Die Heritage Foundation will die USA zu einem neuen nuklearen Wettrüsten gegen Russland antreiben. Für dieses brisante Anliegen ist der in Washington angesiedelte Think Tank, der selbst vielen Politikern der Republikaner zu aggressiv erscheint, gut aufgestellt: Seine Vorstellungen zum „Wiederaufbau“ der angeblich „ausgelaugten“ Streitkräfte hat sich Präsident Donald Trump von Heritage schreiben lassen. Sein Vize Michael „Mike“ Pence ist dem Unternehmen verbunden. Mit James Carafano gehört ein leitender Mitarbeiter der Stiftung zu Trumps Team.

Die „ersten Schritte“ der „Atomwaffenpolitik“ unter Trump stellt sich Heritage so vor:

  1. Kündigung des im April 2010 geschlossenen russisch-amerikanischen „New START“-Vertrags zur zahlenmäßigen Begrenzung der strategischen Atomwaffen. Regulär gilt das Abkommen noch bis 2020. Es enthält aber eine Klausel, die jeder Seite den Ausstieg erlaubt, wenn sie behauptet, dass „außerordentliche Ereignisse“ ihre „höchsten Interessen gefährden“.
  2. Kündigung des im Dezember 1987 geschlossenen russisch-amerikanischen INF-Vertrags über die Beseitigung der nuklearen Mittelstreckensysteme. Neben Heritage behaupten auch militärische Kreise der USA, dass Russland gegen dieses Abkommen verstoße. Trump hat sich diesen Vorwurf zu eigen gemacht und angekündigt, darüber mit Putin bei ihrem ersten Treffen sprechen zu wollen.

**Zu erledigende Aufgaben:**
1) Schreiben Sie den Abschnitt des Seitenauszugs von "1. Kündigung des" bis einschließlich "sprechen zu wollen." wortgetreu ab.
2) Welche Personen werden im Seitenauszug namentlich genannt?
Die Datensätze sind eigenständiges Material und gehören nicht zum Seitenauszug.

[Datensätze, einer Sammlung entnommen]
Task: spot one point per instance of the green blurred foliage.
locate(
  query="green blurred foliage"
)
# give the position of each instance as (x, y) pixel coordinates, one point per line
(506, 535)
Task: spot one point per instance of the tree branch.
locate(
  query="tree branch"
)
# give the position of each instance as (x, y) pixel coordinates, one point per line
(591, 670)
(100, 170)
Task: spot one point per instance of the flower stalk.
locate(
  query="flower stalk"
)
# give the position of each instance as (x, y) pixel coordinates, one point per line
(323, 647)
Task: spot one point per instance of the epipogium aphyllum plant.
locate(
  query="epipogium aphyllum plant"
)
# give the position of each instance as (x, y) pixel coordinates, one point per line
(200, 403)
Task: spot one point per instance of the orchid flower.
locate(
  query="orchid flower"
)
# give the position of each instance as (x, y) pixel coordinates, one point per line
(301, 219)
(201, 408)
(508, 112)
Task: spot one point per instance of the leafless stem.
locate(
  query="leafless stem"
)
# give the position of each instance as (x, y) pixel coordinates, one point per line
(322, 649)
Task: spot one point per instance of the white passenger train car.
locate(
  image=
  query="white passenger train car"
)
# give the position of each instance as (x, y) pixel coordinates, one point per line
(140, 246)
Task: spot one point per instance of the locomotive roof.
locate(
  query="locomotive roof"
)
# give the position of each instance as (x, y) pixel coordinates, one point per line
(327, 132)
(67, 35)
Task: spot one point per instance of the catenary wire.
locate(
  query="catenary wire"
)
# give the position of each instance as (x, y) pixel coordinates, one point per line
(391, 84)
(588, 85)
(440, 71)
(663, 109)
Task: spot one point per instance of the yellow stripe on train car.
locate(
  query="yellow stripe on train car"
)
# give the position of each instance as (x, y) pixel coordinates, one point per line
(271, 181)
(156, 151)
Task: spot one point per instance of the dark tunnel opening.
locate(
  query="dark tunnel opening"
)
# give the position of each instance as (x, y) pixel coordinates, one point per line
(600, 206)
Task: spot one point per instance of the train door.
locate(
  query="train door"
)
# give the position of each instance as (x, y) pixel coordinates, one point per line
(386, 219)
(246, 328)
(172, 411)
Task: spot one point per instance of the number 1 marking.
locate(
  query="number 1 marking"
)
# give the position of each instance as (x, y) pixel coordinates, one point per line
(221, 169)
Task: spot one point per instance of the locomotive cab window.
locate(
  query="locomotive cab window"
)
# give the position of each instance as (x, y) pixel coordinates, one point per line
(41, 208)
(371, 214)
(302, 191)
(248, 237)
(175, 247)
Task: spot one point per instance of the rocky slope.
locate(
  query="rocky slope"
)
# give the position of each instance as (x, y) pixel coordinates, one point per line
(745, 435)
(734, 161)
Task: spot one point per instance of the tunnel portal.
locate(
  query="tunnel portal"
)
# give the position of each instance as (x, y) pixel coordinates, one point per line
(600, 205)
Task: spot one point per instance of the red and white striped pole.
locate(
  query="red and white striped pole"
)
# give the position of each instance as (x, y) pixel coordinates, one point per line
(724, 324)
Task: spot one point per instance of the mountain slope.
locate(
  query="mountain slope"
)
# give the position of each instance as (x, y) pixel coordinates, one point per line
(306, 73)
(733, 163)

**Nummerierte Antworten:**
1)
1. Kündigung des im April 2010 geschlossenen russisch-amerikanischen „New START“-Vertrags zur zahlenmäßigen Begrenzung der strategischen Atomwaffen. Regulär gilt das Abkommen noch bis 2020. Es enthält aber eine Klausel, die jeder Seite den Ausstieg erlaubt, wenn sie behauptet, dass „außerordentliche Ereignisse“ ihre „höchsten Interessen gefährden“.
  2. Kündigung des im Dezember 1987 geschlossenen russisch-amerikanischen INF-Vertrags über die Beseitigung der nuklearen Mittelstreckensysteme. Neben Heritage behaupten auch militärische Kreise der USA, dass Russland gegen dieses Abkommen verstoße. Trump hat sich diesen Vorwurf zu eigen gemacht und angekündigt, darüber mit Putin bei ihrem ersten Treffen sprechen zu wollen.

2) Donald Trump, Michael „Mike“ Pence, James Carafano, Putin